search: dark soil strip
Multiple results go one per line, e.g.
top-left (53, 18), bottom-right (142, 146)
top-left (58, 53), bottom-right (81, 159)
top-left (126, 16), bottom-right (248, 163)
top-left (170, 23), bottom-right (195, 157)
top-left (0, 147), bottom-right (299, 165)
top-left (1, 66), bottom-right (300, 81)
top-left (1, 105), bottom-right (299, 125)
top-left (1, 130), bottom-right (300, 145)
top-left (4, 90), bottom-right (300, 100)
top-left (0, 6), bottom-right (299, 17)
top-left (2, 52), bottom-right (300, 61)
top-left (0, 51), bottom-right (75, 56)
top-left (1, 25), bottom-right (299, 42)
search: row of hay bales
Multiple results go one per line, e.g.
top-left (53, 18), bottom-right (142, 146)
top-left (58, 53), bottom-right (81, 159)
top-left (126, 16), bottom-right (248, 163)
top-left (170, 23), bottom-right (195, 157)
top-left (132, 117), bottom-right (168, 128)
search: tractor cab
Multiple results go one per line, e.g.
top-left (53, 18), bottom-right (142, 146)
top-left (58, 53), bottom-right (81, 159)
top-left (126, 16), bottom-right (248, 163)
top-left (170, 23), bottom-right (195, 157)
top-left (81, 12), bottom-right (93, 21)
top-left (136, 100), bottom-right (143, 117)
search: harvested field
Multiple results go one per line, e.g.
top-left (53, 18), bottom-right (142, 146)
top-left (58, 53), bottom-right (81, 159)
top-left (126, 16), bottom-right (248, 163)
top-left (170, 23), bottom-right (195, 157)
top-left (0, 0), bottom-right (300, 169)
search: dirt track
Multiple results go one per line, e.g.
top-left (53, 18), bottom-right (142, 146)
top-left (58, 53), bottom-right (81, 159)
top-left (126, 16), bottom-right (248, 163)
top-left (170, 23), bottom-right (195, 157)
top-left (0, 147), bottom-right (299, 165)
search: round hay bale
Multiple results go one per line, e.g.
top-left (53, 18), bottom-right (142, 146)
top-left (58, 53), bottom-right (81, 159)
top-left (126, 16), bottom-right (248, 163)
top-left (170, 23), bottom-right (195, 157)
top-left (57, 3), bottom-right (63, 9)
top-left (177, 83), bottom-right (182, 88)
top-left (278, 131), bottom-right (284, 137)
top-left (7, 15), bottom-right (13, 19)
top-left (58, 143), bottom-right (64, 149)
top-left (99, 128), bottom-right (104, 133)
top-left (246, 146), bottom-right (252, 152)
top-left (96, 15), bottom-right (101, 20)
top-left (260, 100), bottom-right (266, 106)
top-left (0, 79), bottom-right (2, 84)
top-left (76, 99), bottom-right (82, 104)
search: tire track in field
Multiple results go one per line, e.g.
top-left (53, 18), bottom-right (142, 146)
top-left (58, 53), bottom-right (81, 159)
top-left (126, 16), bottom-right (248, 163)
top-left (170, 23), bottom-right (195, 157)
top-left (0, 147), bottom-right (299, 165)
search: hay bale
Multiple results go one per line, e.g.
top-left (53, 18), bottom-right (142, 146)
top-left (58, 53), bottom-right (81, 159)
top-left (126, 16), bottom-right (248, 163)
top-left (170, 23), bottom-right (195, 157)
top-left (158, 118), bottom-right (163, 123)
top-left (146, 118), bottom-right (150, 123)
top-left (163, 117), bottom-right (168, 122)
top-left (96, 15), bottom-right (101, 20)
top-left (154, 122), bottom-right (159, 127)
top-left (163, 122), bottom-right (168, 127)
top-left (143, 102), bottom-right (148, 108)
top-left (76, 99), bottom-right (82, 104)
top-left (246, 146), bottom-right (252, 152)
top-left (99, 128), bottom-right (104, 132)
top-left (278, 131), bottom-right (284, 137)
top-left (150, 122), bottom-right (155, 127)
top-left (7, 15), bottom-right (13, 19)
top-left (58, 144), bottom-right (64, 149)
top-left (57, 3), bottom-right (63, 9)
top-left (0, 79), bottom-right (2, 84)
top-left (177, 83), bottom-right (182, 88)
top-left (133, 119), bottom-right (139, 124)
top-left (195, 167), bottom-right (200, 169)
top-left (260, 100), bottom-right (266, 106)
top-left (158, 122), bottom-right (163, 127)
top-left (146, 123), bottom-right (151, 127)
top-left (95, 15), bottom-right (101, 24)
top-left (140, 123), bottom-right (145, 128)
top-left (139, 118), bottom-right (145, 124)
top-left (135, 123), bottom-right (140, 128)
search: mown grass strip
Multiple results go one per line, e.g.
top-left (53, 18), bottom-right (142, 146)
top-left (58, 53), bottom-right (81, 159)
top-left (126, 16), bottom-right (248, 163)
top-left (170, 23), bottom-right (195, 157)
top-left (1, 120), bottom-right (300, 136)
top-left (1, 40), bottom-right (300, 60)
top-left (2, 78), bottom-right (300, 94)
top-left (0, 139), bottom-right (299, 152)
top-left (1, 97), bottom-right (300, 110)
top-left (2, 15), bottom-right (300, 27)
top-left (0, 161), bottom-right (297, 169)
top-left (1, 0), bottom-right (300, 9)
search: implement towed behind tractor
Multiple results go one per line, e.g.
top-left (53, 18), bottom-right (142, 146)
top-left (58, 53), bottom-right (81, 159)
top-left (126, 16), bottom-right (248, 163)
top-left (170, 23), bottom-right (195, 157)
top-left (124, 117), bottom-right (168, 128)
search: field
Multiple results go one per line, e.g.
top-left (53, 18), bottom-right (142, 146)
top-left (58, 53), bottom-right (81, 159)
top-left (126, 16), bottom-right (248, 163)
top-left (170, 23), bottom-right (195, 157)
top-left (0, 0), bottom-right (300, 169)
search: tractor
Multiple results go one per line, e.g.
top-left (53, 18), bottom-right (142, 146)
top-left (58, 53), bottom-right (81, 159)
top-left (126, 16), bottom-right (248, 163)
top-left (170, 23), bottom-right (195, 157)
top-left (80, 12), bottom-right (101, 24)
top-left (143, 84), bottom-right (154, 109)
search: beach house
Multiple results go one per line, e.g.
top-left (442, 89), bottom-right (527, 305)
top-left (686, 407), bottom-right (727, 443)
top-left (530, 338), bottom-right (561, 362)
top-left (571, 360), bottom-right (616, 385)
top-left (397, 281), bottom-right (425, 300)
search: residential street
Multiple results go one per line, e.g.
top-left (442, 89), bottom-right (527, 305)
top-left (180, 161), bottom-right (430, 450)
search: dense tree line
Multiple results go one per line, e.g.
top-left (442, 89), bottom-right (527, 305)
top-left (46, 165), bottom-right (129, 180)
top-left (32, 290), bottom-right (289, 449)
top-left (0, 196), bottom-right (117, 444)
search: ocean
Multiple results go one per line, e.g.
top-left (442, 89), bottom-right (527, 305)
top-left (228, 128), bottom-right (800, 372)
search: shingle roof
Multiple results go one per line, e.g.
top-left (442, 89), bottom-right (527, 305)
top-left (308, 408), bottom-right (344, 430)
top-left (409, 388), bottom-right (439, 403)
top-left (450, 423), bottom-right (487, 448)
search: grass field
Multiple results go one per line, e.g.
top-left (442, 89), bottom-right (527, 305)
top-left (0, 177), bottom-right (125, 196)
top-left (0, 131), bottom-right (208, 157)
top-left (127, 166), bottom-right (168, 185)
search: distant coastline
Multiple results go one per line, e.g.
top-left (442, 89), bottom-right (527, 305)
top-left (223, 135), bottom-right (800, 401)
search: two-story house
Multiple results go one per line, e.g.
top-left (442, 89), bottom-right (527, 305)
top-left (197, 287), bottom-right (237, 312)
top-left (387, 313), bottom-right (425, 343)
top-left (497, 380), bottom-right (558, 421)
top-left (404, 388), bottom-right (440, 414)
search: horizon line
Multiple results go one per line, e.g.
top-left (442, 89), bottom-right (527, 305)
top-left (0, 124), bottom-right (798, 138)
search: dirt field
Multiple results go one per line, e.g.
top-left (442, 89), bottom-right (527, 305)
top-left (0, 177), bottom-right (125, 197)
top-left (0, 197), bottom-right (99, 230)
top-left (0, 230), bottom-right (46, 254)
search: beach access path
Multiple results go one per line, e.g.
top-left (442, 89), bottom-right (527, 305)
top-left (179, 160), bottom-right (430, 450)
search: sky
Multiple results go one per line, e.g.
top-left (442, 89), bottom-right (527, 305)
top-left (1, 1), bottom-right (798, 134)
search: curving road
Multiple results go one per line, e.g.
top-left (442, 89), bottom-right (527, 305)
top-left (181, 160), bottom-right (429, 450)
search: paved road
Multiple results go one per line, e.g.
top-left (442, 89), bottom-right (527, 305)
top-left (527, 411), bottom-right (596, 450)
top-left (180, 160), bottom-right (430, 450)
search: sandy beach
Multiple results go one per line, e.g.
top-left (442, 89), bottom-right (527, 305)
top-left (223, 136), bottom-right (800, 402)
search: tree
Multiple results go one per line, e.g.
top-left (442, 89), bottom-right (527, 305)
====
• What this task involves:
Among the records above, find the lines that contain "beach" and copy every one.

• Exercise response:
search: beach house
search: beach access path
search: sandy beach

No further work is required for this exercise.